- [Vorliegender Textauszug]
◆ ◆ ◆ ◆ ◆
WEG-Novelle: Vertreterklauseln bleiben wirksam

Wohnungseigentümerin hatte mehrere Beschlüsse der Wohnungseigentümerversammlung angefochten

Die Einschränkung des Kreises der möglichen Bevollmächtigten in der Gemeinschaftsordnung ist nicht rechtswidrig. Die Befugnis sich durch jeden Dritten auf einer Wohnungseigentümerversammlung vertreten zu lassen, kann durch die Gemeinschaftsordnung eingeschränkt werden.

Die Richter der Berufungskammer beim Landgericht Frankfurt erhielten eine Berufung einer Wohnungseigentümerin, die mehrere Beschlüsse angefochten hatte, die ihre Miteigentümer bei einer Versammlung gefasst hatten. Ausgangspunkt des Rechtsstreits war die Bevollmächtigung ihres Mietverwalters, an ihrer Stelle an der Versammlung teilzunehmen. Das wurde ihm vom Versammlungsleiter unter Hinweis auf die Regelungen der Gemeinschaftsordnung versagt. In § 10 Nr. 4 der Gemeinschaftsordnung aus dem Jahre 1993 war formuliert: „Ein Wohnungseigentümer kann sich (in einer Wohnungseigentümerversammlung) nur durch seinen Ehegatten, den Verwalter oder einen anderen Wohnungseigentümer der Gemeinschaft oder einen zur Berufsverschwiegenheit verpflichteten Dritten aufgrund schriftlicher Vollmacht vertreten lassen“. Die Wohnungseigentümerin vertrat die Auffassung, dass die Regelung unwirksam sei und sie zudem durch ihren Verwalter vertreten worden sei. Die Klage hatte keinen Erfolg. Die Berufungskammer wies die Berufung mit einstimmigen Beschluss vom 10.11.2022 nach § 522 Abs. 2 ZPO zurück. Die Berufung habe keine Aussicht auf Erfolg.
◆ ◆ ◆ ◆ ◆
- [Einträge]
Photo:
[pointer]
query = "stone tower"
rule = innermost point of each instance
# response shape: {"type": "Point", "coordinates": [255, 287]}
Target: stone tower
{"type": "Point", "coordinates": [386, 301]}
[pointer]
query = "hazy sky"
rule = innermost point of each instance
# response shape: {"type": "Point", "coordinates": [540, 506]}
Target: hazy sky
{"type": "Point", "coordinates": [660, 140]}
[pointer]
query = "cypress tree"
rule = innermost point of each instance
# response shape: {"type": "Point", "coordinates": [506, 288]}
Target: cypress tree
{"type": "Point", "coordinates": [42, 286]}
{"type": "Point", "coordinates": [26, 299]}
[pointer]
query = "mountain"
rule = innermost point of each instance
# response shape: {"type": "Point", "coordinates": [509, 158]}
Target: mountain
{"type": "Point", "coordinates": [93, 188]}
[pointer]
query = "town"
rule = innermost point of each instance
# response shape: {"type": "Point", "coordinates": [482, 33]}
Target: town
◆ ◆ ◆ ◆ ◆
Führen Sie den Textauszug zur WEG-Novelle und zu Vertreterklauseln im Anschluss an seinen letzten Satz fort. Die Zeilen oben werden hierfür nicht benötigt.

- [Ergebnis]
Die Auslegung der Teilungserklärung ergäbe, dass mit „Verwalter“ nicht der Sondereigentums- bzw. Mietverwalter gemeint sei, sondern der nach § 26 WEG bestellte WEG-Verwalter. Die Einschränkung des Kreises der möglichen Bevollmächtigten in der Gemeinschaftsordnung sei zudem nicht rechtswidrig. Die Befugnis sich durch jeden Dritten auf einer Wohnungseigentümerversammlung vertreten zu lassen, könne durch die Gemeinschaftsordnung eingeschränkt werden, vgl. BGH-Urteil vom 28.6.2019, V ZR 250/18 – ZIV 2019, 75. Die Novellierung des Wohnungseigentumsgesetzes zum 1.12.2020 stehe dieser Regelung nicht entgegen, § 47 WEG. Weder die vormalige gesetzliche Regelung noch die aktuelle Fassung des Wohnungseigentumsgesetzes würden insoweit eine Regelung vorsehen. Die erforderliche Konfliktsituation zwischen Regelungen einer Gemeinschaftsordnung nach altem Recht und modernisierten WEG bestehe daher nicht.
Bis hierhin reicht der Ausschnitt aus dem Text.